Exercise 1 - Duplicate the stretch of the micrograph passage from "Each year Wellcome" through "by the plant.".
Exercise 2 -
Does each statement below agree with the micrograph passage? Answer yes or no for each, quoting the words from the passage that decide it.
(a) The lavender leaf was imaged at 200 microns.
(b) The follicle cells around each frog oocyte are shown in red.
(c) African clawed frog oocytes are smaller than the eggs of many other species.

Passage shown -
--- START ---
Each year Wellcome Images puts its researchers to the task of finding the most amazing biomedical photography. My favorites are always micrographs. I’ve paired a few award winning images with the source of each image to better explain the magnification:
In the top photo a false-coloured scanning electron micrograph (SEM) shows a lavender leaf imaged at 200 microns (approximately 0.0079 inches). Lavender yields an essential oil with sweet overtones, which can be used in balms, salves, perfumes, cosmetics and topical applications. It is also used to aid sleep, to relax and to alleviate anxiety. The surface of the leaf is covered with fine hair-like outgrowths made from specialized epidermal cells called non-glandular trichomes, which protect the plant against pests and reduce evaporation from the leaf. Glandular trichomes are also present, containing the oil produced by the plant.
African clawed frog oocytes (immature egg cells) are shown in the top photo. Each oocyte is surrounded by thousands of follicle cells highlighted by staining DNA blue. Blood vessels, which provide oxygen to the immature egg cells and follicle cells, are shown in red. The ovary of each adult female African clawed frog contains up to 20,000 oocytes. At approximately 1.2 mm in diameter they are much larger than the eggs of many other species.
In the top image, crystals of aspirin, that common drug used to relieve minor aches and pains, look more like psychedelic visuals caused by a totally different kind of drug.
--- END ---
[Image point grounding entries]
--- START ---
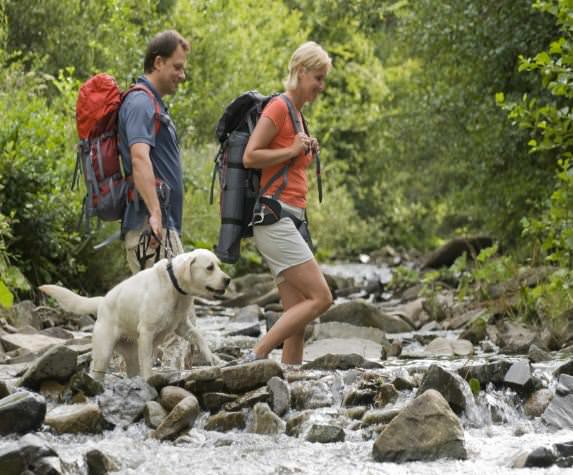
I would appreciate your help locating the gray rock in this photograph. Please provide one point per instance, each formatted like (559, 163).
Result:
(248, 400)
(58, 363)
(519, 377)
(213, 402)
(181, 417)
(361, 313)
(170, 396)
(21, 412)
(450, 385)
(226, 421)
(537, 355)
(325, 433)
(343, 362)
(310, 395)
(493, 372)
(242, 378)
(537, 403)
(280, 395)
(265, 421)
(75, 419)
(99, 463)
(295, 424)
(426, 429)
(154, 414)
(17, 457)
(123, 402)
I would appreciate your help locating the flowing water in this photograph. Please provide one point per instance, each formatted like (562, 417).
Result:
(496, 431)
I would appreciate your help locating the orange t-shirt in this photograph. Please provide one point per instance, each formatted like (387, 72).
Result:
(297, 185)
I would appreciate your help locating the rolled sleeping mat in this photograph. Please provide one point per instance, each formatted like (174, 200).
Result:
(234, 190)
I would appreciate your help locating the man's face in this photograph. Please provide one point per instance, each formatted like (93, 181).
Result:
(170, 71)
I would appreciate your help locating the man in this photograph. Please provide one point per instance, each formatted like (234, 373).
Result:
(152, 221)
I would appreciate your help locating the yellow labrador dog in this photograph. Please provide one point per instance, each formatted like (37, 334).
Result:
(142, 311)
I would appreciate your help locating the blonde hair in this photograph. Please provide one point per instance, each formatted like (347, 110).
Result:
(308, 56)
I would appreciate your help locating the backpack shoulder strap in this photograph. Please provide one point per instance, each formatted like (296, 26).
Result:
(142, 87)
(298, 127)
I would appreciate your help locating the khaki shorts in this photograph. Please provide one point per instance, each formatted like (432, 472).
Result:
(281, 244)
(132, 241)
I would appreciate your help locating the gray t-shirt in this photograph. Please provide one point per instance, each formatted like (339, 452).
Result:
(137, 125)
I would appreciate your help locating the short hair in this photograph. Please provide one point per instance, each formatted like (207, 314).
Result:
(310, 56)
(163, 44)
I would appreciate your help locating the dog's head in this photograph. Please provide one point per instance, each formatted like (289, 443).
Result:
(199, 273)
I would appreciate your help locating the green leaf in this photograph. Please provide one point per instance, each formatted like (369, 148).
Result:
(6, 297)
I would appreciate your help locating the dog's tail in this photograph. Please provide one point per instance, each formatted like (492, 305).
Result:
(72, 302)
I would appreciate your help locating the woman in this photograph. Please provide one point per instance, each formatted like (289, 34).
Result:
(273, 144)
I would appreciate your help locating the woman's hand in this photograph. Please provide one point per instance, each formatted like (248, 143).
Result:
(301, 143)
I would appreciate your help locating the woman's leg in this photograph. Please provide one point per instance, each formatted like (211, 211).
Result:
(304, 280)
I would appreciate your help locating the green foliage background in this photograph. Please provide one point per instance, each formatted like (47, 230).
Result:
(415, 147)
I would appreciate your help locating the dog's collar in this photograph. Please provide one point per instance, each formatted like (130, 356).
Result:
(172, 277)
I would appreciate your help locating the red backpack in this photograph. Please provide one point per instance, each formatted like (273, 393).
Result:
(108, 187)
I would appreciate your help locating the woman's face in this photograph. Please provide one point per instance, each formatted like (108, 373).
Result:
(312, 82)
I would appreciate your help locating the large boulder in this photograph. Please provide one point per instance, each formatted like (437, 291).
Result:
(426, 429)
(21, 412)
(362, 313)
(450, 385)
(58, 363)
(244, 377)
(123, 402)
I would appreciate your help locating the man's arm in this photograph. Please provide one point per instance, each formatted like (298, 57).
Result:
(144, 181)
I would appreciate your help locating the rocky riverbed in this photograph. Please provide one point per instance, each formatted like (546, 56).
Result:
(393, 382)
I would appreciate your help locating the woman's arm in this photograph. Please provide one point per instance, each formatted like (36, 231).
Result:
(258, 155)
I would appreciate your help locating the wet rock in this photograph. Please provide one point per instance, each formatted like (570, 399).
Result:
(426, 429)
(310, 395)
(30, 343)
(265, 421)
(368, 349)
(226, 421)
(295, 423)
(181, 417)
(154, 414)
(58, 363)
(249, 376)
(361, 313)
(359, 397)
(559, 413)
(493, 372)
(252, 329)
(21, 412)
(537, 355)
(99, 463)
(280, 395)
(248, 314)
(340, 361)
(17, 457)
(249, 399)
(386, 394)
(450, 385)
(537, 403)
(446, 255)
(123, 402)
(379, 416)
(346, 330)
(539, 457)
(325, 433)
(170, 396)
(566, 368)
(519, 377)
(76, 419)
(213, 402)
(565, 385)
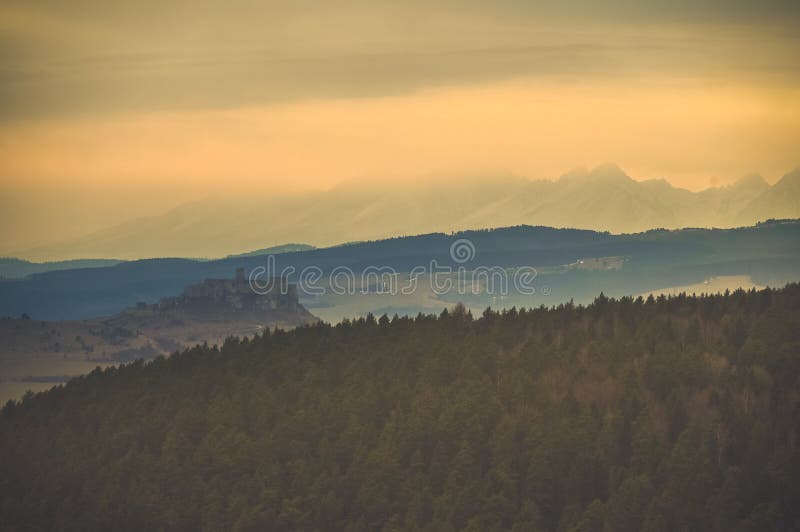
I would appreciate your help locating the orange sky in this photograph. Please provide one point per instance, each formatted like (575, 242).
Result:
(109, 112)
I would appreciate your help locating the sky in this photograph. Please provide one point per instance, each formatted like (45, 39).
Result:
(116, 110)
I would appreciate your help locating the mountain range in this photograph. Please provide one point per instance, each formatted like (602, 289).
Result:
(603, 199)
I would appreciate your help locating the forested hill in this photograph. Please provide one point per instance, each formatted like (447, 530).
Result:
(671, 414)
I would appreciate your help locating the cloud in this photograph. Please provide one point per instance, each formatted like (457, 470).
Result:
(91, 57)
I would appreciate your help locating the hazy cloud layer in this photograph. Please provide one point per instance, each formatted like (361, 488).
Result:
(81, 57)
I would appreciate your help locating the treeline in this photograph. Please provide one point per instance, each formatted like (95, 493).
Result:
(678, 413)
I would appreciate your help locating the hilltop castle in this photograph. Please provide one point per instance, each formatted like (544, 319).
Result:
(233, 294)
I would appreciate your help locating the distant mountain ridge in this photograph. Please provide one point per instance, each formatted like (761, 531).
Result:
(654, 259)
(602, 199)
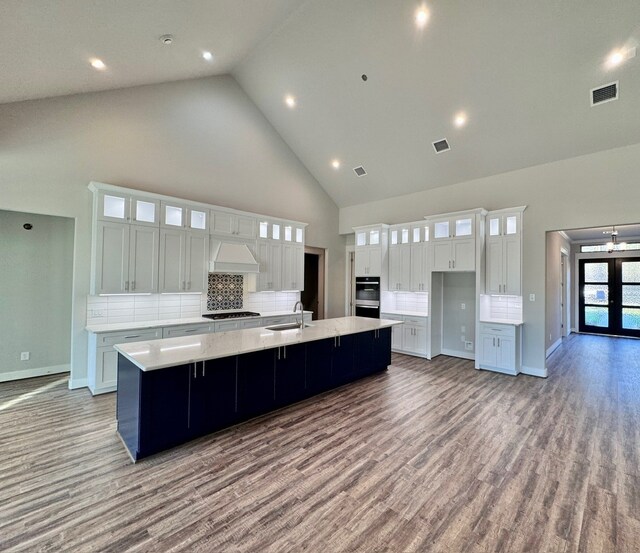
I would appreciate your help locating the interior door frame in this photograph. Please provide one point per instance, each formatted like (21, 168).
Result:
(615, 283)
(320, 252)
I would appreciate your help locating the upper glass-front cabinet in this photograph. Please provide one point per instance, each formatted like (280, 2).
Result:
(180, 216)
(457, 227)
(122, 208)
(503, 224)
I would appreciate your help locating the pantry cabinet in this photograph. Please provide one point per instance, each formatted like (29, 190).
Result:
(126, 258)
(500, 348)
(232, 224)
(184, 257)
(504, 252)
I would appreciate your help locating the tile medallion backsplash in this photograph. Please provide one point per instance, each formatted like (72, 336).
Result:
(225, 292)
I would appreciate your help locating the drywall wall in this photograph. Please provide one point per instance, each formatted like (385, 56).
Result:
(201, 139)
(458, 289)
(35, 305)
(593, 190)
(556, 244)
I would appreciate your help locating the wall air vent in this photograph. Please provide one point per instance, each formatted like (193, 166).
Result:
(603, 94)
(441, 146)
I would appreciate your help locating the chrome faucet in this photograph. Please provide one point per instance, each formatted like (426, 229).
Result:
(301, 312)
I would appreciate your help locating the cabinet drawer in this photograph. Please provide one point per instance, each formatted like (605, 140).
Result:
(495, 328)
(269, 321)
(227, 325)
(112, 338)
(416, 321)
(186, 330)
(392, 317)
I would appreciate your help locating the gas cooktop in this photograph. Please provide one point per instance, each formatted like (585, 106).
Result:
(230, 315)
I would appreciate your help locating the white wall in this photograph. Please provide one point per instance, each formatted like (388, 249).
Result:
(202, 140)
(556, 243)
(586, 191)
(35, 302)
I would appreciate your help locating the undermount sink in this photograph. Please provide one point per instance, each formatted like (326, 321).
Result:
(287, 326)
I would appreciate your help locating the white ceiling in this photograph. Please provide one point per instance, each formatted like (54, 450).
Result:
(522, 70)
(596, 234)
(45, 45)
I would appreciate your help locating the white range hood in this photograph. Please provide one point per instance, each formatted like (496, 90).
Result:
(232, 257)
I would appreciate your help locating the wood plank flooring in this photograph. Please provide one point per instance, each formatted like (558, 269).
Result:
(429, 456)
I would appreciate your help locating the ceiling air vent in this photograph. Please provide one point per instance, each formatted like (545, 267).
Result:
(441, 146)
(606, 93)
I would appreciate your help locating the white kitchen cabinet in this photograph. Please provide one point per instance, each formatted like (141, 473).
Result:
(187, 330)
(410, 337)
(126, 258)
(232, 224)
(102, 373)
(183, 261)
(400, 268)
(368, 261)
(454, 255)
(504, 252)
(127, 208)
(175, 215)
(420, 258)
(500, 348)
(270, 260)
(144, 243)
(292, 267)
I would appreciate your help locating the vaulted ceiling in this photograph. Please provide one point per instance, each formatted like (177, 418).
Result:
(521, 71)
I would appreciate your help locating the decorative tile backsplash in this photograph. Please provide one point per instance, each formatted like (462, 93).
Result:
(225, 292)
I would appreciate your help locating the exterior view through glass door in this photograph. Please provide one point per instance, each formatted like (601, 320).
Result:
(610, 296)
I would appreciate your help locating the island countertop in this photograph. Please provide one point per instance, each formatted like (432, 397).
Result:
(170, 352)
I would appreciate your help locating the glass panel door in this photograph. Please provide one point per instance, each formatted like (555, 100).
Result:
(610, 296)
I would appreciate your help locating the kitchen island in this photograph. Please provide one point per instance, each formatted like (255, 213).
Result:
(173, 390)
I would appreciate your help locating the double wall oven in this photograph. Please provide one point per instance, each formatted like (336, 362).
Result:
(368, 297)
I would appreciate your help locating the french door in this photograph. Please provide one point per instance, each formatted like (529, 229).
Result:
(610, 296)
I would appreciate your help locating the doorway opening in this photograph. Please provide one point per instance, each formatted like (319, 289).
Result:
(314, 282)
(35, 312)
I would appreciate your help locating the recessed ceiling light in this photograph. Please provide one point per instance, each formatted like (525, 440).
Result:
(460, 119)
(97, 64)
(422, 17)
(619, 56)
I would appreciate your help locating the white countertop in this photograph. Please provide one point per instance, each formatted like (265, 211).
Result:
(169, 352)
(404, 312)
(502, 321)
(115, 327)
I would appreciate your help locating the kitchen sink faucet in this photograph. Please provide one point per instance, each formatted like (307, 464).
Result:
(301, 312)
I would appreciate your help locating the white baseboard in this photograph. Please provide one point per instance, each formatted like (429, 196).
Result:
(532, 371)
(31, 373)
(553, 347)
(75, 383)
(455, 353)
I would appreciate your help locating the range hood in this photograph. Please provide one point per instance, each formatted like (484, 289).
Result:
(232, 257)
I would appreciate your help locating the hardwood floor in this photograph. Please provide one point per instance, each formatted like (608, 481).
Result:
(429, 456)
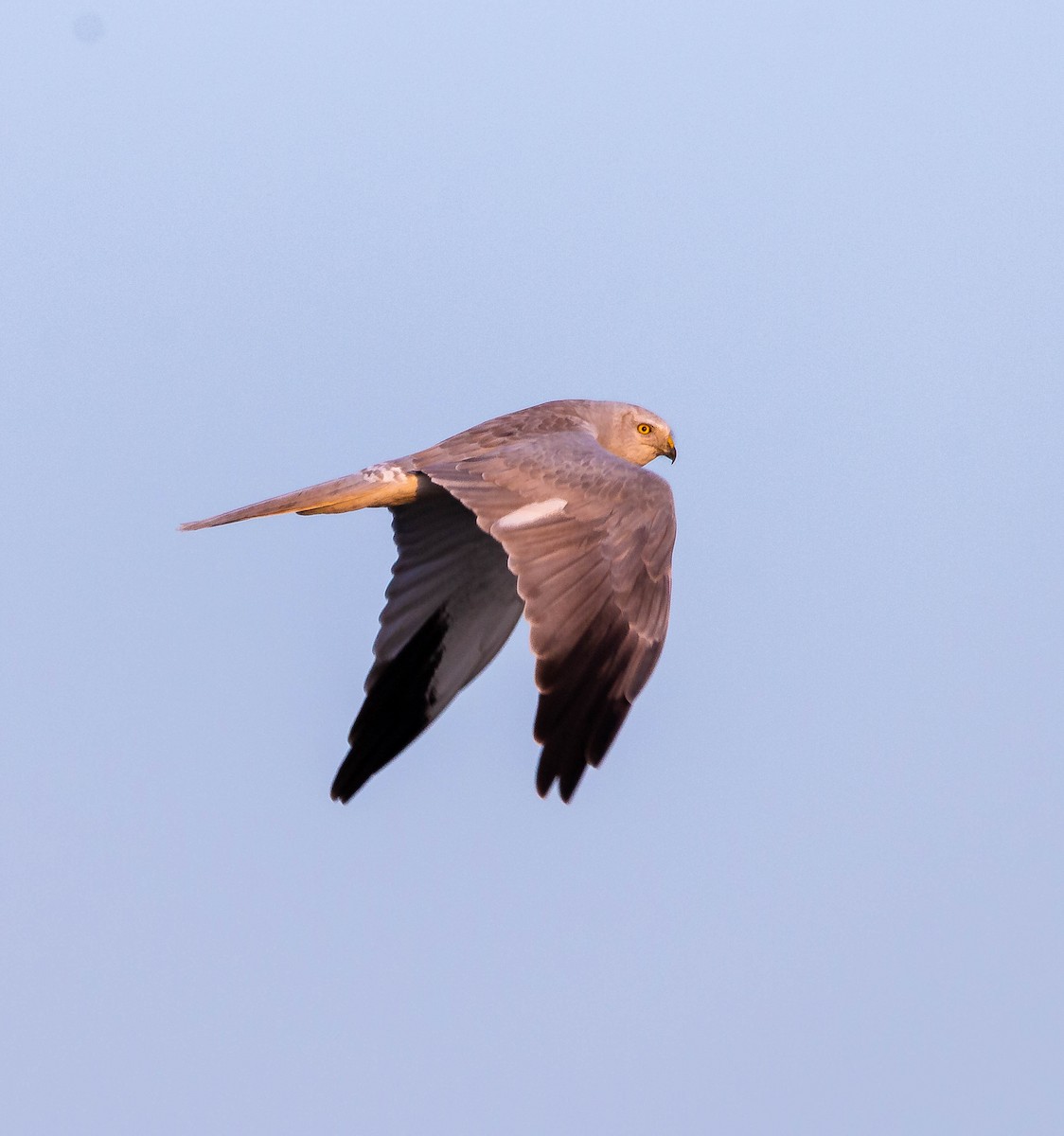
--- END ---
Response box 1 -
Each year Wellcome Images puts its researchers to the task of finding the most amazing biomedical photography. My favorites are always micrographs. I’ve paired a few award winning images with the source of each image to better explain the magnification:
In the top photo a false-coloured scanning electron micrograph (SEM) shows a lavender leaf imaged at 200 microns (approximately 0.0079 inches). Lavender yields an essential oil with sweet overtones, which can be used in balms, salves, perfumes, cosmetics and topical applications. It is also used to aid sleep, to relax and to alleviate anxiety. The surface of the leaf is covered with fine hair-like outgrowths made from specialized epidermal cells called non-glandular trichomes, which protect the plant against pests and reduce evaporation from the leaf. Glandular trichomes are also present, containing the oil produced by the plant.

Response box 2 -
(a) Yes: "shows a lavender leaf imaged at 200 microns (approximately 0.0079 inches)"
(b) No: "Each oocyte is surrounded by thousands of follicle cells highlighted by staining DNA blue."
(c) No: "they are much larger than the eggs of many other species"